___ SOURCE MATERIAL

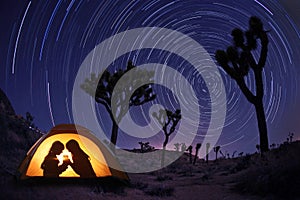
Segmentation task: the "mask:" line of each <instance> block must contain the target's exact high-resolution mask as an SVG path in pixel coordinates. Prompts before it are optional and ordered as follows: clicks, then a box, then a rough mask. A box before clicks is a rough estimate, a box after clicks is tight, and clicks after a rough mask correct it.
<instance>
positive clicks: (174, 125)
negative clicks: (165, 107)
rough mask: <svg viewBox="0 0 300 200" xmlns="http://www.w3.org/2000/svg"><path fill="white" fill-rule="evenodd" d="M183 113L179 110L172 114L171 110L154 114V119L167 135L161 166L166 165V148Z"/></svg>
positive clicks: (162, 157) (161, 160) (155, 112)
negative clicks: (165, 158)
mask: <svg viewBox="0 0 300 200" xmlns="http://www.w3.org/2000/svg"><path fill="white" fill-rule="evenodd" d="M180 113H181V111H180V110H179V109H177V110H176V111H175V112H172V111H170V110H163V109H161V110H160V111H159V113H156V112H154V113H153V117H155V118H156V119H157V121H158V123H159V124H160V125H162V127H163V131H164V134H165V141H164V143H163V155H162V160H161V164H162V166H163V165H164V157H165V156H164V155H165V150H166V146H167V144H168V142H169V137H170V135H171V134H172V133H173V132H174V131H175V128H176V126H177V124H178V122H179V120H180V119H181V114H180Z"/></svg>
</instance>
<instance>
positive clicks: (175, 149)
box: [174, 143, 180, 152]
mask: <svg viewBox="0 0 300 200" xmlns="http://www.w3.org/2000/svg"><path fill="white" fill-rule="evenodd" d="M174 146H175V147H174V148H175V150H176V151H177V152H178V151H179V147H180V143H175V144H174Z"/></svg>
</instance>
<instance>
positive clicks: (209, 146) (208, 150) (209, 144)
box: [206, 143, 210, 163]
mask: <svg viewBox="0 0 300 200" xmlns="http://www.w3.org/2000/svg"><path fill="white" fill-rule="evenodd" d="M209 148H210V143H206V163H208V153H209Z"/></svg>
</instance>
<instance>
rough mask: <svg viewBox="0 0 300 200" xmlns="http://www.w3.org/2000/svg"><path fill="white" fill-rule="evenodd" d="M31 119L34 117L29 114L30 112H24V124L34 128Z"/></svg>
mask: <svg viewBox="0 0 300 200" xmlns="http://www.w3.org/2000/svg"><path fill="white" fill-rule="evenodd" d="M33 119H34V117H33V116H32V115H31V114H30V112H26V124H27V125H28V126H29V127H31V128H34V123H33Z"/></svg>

______

**EXERCISE**
Exclude the images and output the lines above exactly.

**ANSWER**
Segmentation task: the "mask:" line of each <instance> block must contain the target's exact high-resolution mask as an SVG path in pixel coordinates. Prompts before it are optional and ordered as follows: clicks, then a box, then a rough mask. A box before clicks is a rough estimate, a box after clicks is tight, and clicks after a rough mask correct it.
<instance>
positive clicks: (174, 125)
negative clicks: (165, 107)
rough mask: <svg viewBox="0 0 300 200" xmlns="http://www.w3.org/2000/svg"><path fill="white" fill-rule="evenodd" d="M183 113L179 110L172 114L171 110L154 114V119L167 135L161 166L166 165V148Z"/></svg>
positive clicks: (162, 157) (161, 160) (155, 112)
negative clicks: (165, 158)
mask: <svg viewBox="0 0 300 200" xmlns="http://www.w3.org/2000/svg"><path fill="white" fill-rule="evenodd" d="M180 113H181V111H180V110H179V109H177V110H176V111H175V112H172V111H170V110H163V109H161V110H160V111H159V113H156V112H154V113H153V117H155V118H156V119H157V121H158V123H159V124H160V125H162V127H163V131H164V134H165V141H164V143H163V155H162V160H161V164H162V166H163V165H164V157H165V156H164V155H165V150H166V146H167V144H168V142H169V137H170V135H171V134H172V133H173V132H174V131H175V128H176V126H177V124H178V122H179V120H180V119H181V114H180Z"/></svg>
</instance>
<instance>
positive clicks: (175, 149)
box: [174, 143, 180, 152]
mask: <svg viewBox="0 0 300 200" xmlns="http://www.w3.org/2000/svg"><path fill="white" fill-rule="evenodd" d="M174 146H175V147H174V148H175V150H176V151H177V152H178V151H179V147H180V143H175V144H174Z"/></svg>
</instance>
<instance>
positive clicks: (209, 146) (208, 150) (209, 144)
box: [206, 143, 210, 163]
mask: <svg viewBox="0 0 300 200" xmlns="http://www.w3.org/2000/svg"><path fill="white" fill-rule="evenodd" d="M209 148H210V143H206V163H208V153H209Z"/></svg>
</instance>
<instance>
rough mask: <svg viewBox="0 0 300 200" xmlns="http://www.w3.org/2000/svg"><path fill="white" fill-rule="evenodd" d="M31 119L34 117L29 114L30 112H24V124L34 128Z"/></svg>
mask: <svg viewBox="0 0 300 200" xmlns="http://www.w3.org/2000/svg"><path fill="white" fill-rule="evenodd" d="M33 119H34V117H33V116H32V115H31V114H30V112H26V124H27V125H28V126H29V127H31V128H34V123H33Z"/></svg>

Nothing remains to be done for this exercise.